- **What you are asked to do**
Could you retype, word for word, the entire passage below on immune checkpoints in MSI colorectal cancer?

##### Text block

Immune surveillance can effectively recognize and eliminate cancerous cells and is regulated by a balance between stimulatory and inhibitory signals (i.e., immune checkpoints). Under normal conditions, immune checkpoints are inhibited to maintain self-tolerance and avoid inappropriate overreaction, such as an auto-immune disease. In the presence of tumor cells, immune surveillance is activated. Selection pressure exerted by the immune system on tumor cells can lead to resistant clones that survive by inhibiting immune surveillance. MSI-positive cancers exhibit active immune response due to high number of neo-antigens that are produced by frameshift mutations in coding repeats in MMR-deficient cells. High expression of checkpoint molecules in MSI CRC creates an immunosuppressive microenvironment that is thought to help MSI tumors evade immune destruction by the infiltrating immune cells. Clinical trials of stage IV CRC with anti-PD-1 antibody pembrolizumab have been shown to be promising for reinvigorating the immune system to target and destroy cancer cells (Figure 10) . MSI was found to be a significant predictor of the progression-free survival rate of 78% for MMR deficient CRC, 67% for MMR-deficient non-CRC cancer, and 11% in MMR-proficient CRC.

##########
##### Records provided

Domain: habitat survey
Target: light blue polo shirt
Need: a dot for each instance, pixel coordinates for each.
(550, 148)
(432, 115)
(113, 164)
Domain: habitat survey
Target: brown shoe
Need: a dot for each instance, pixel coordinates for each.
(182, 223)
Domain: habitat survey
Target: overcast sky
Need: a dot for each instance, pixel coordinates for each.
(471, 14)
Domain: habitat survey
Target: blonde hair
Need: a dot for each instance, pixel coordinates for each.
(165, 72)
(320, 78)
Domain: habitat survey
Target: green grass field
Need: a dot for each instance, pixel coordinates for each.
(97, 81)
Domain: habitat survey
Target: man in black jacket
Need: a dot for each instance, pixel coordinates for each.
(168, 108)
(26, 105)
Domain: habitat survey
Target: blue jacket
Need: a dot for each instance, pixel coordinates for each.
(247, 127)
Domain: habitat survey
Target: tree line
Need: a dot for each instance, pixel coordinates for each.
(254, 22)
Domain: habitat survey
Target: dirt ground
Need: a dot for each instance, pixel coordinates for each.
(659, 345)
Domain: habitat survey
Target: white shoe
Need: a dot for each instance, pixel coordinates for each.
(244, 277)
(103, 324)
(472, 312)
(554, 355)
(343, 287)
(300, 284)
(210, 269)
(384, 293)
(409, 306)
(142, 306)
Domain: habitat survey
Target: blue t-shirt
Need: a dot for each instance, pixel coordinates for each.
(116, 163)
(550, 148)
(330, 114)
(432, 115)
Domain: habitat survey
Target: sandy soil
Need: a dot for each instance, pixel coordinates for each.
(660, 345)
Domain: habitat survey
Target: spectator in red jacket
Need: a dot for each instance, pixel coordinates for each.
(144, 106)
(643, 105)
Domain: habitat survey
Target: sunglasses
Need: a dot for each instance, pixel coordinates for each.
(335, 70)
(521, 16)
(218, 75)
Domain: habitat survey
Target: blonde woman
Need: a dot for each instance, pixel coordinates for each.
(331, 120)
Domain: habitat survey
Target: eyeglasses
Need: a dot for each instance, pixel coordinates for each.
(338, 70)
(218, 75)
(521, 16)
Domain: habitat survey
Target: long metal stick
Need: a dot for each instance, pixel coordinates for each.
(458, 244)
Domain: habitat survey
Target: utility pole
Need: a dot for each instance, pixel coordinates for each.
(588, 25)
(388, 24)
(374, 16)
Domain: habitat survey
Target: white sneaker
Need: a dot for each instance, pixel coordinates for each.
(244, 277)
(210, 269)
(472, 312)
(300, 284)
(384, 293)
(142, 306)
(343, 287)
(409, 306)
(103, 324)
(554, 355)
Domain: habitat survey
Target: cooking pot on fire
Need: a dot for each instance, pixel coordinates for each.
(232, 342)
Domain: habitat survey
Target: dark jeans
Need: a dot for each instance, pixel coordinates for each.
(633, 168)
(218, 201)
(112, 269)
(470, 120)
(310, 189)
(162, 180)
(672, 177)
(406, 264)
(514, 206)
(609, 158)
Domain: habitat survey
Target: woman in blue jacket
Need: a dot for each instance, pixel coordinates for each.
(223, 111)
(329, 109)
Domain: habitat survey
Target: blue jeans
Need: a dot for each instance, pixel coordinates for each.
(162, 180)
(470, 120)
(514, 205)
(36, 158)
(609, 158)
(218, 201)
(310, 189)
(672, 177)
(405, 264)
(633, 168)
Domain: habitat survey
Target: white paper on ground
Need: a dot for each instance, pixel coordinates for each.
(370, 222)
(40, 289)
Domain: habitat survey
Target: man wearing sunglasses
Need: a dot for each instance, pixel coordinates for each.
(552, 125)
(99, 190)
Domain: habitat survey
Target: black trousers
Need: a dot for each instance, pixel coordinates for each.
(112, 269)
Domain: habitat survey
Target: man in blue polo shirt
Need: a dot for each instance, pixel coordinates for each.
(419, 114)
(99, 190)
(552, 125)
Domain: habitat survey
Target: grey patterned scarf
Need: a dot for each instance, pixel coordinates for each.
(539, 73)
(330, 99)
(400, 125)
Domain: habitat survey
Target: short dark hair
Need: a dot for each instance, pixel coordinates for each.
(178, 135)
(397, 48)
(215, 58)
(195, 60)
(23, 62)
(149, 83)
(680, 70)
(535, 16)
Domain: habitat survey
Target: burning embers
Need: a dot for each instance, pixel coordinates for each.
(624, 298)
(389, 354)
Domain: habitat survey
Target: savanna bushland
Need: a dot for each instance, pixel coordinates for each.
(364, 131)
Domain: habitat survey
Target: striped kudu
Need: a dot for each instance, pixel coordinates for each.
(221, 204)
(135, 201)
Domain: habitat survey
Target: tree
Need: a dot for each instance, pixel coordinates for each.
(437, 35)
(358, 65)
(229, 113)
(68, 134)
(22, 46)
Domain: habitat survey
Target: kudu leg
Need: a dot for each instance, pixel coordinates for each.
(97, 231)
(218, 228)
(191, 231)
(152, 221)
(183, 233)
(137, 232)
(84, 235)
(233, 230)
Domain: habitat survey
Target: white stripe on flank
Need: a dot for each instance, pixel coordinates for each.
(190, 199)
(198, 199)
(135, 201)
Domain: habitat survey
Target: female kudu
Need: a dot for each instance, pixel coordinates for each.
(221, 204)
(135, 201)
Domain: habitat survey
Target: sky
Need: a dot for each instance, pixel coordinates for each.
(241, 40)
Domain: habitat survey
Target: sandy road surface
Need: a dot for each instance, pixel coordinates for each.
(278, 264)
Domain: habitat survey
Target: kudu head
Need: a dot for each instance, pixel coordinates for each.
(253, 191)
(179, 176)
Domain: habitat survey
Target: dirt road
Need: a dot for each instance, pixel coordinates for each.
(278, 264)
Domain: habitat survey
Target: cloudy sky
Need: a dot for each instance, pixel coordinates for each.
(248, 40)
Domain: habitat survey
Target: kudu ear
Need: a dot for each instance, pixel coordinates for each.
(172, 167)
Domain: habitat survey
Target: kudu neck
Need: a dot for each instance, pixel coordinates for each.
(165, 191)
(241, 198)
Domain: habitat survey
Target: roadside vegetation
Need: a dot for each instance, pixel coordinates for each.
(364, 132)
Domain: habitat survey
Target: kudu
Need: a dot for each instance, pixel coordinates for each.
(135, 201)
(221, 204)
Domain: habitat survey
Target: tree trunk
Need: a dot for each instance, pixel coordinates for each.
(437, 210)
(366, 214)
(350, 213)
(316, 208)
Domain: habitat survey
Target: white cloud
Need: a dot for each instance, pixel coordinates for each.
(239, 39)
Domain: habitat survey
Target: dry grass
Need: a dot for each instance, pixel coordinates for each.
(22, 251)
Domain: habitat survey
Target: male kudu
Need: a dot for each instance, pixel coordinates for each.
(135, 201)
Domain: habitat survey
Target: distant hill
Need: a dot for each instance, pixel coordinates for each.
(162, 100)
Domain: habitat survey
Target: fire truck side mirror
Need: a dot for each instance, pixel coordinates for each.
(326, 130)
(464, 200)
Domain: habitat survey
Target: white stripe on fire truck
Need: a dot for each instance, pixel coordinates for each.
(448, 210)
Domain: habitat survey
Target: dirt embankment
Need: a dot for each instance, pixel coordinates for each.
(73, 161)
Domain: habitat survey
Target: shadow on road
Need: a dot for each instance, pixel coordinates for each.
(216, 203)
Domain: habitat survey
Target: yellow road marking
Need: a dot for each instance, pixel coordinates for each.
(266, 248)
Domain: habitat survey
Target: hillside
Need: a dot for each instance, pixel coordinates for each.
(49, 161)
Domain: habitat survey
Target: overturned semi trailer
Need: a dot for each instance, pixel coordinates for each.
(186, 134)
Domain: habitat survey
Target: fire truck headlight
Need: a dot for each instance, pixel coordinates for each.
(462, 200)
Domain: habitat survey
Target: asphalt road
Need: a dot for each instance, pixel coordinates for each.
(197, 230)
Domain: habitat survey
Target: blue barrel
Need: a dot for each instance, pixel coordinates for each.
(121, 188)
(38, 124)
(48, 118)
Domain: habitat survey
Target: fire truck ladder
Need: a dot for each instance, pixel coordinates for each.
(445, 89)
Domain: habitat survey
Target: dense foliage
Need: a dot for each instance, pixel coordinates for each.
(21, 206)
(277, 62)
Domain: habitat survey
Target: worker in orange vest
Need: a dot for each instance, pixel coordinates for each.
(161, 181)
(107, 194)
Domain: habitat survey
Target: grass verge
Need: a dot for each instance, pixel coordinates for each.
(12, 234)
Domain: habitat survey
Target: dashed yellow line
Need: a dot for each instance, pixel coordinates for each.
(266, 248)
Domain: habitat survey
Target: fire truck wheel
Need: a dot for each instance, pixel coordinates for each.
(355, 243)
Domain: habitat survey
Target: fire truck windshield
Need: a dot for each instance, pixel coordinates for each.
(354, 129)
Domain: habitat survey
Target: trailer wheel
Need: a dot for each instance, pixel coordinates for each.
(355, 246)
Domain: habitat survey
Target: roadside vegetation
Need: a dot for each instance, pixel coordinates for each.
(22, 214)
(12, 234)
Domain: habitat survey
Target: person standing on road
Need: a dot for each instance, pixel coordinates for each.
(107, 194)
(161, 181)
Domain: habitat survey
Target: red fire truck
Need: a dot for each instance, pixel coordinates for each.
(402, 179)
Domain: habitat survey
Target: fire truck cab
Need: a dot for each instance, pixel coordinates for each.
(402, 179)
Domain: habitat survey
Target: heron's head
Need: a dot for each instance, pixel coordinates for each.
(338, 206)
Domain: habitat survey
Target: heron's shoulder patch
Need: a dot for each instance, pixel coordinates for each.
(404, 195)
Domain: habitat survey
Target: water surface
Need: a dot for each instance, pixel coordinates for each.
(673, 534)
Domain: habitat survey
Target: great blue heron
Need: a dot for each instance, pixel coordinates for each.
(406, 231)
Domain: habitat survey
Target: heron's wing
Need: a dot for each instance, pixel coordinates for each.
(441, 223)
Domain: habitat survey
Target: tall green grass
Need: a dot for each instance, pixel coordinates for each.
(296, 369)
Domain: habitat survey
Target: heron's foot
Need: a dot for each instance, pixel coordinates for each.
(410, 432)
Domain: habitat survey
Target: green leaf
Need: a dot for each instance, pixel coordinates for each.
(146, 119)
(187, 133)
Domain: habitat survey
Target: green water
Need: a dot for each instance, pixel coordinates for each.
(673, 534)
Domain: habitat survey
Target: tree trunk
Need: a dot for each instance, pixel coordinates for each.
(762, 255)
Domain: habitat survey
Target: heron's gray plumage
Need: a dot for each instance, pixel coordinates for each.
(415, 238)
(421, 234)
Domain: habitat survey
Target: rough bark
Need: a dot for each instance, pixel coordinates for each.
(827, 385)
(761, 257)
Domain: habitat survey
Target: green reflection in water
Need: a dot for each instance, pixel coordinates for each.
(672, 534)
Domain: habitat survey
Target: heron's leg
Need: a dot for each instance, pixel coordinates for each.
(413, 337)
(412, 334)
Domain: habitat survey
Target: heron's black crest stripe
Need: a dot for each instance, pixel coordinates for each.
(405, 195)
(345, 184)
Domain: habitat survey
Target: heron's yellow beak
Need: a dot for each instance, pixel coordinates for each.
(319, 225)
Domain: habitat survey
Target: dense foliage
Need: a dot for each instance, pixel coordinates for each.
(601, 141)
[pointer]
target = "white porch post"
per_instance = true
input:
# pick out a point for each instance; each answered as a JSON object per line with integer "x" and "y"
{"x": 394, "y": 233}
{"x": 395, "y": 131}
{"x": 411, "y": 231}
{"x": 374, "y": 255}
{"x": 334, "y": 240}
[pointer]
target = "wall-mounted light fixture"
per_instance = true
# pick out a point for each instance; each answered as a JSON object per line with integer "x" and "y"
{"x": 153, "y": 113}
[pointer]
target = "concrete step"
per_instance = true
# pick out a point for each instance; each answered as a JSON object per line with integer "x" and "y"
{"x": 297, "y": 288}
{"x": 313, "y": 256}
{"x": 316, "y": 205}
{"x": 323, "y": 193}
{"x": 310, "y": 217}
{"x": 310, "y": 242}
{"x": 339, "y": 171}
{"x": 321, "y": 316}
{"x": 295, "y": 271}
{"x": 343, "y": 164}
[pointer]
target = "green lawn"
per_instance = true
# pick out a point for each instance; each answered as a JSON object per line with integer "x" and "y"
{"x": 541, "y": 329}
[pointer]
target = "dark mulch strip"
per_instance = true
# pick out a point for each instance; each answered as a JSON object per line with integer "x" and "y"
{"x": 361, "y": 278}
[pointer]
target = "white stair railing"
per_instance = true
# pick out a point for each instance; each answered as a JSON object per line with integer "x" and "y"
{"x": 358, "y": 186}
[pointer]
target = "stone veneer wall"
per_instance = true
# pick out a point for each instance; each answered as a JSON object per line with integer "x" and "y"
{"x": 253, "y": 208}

##########

- **Answer section**
Immune surveillance can effectively recognize and eliminate cancerous cells and is regulated by a balance between stimulatory and inhibitory signals (i.e., immune checkpoints). Under normal conditions, immune checkpoints are inhibited to maintain self-tolerance and avoid inappropriate overreaction, such as an auto-immune disease. In the presence of tumor cells, immune surveillance is activated. Selection pressure exerted by the immune system on tumor cells can lead to resistant clones that survive by inhibiting immune surveillance. MSI-positive cancers exhibit active immune response due to high number of neo-antigens that are produced by frameshift mutations in coding repeats in MMR-deficient cells. High expression of checkpoint molecules in MSI CRC creates an immunosuppressive microenvironment that is thought to help MSI tumors evade immune destruction by the infiltrating immune cells. Clinical trials of stage IV CRC with anti-PD-1 antibody pembrolizumab have been shown to be promising for reinvigorating the immune system to target and destroy cancer cells (Figure 10) . MSI was found to be a significant predictor of the progression-free survival rate of 78% for MMR deficient CRC, 67% for MMR-deficient non-CRC cancer, and 11% in MMR-proficient CRC.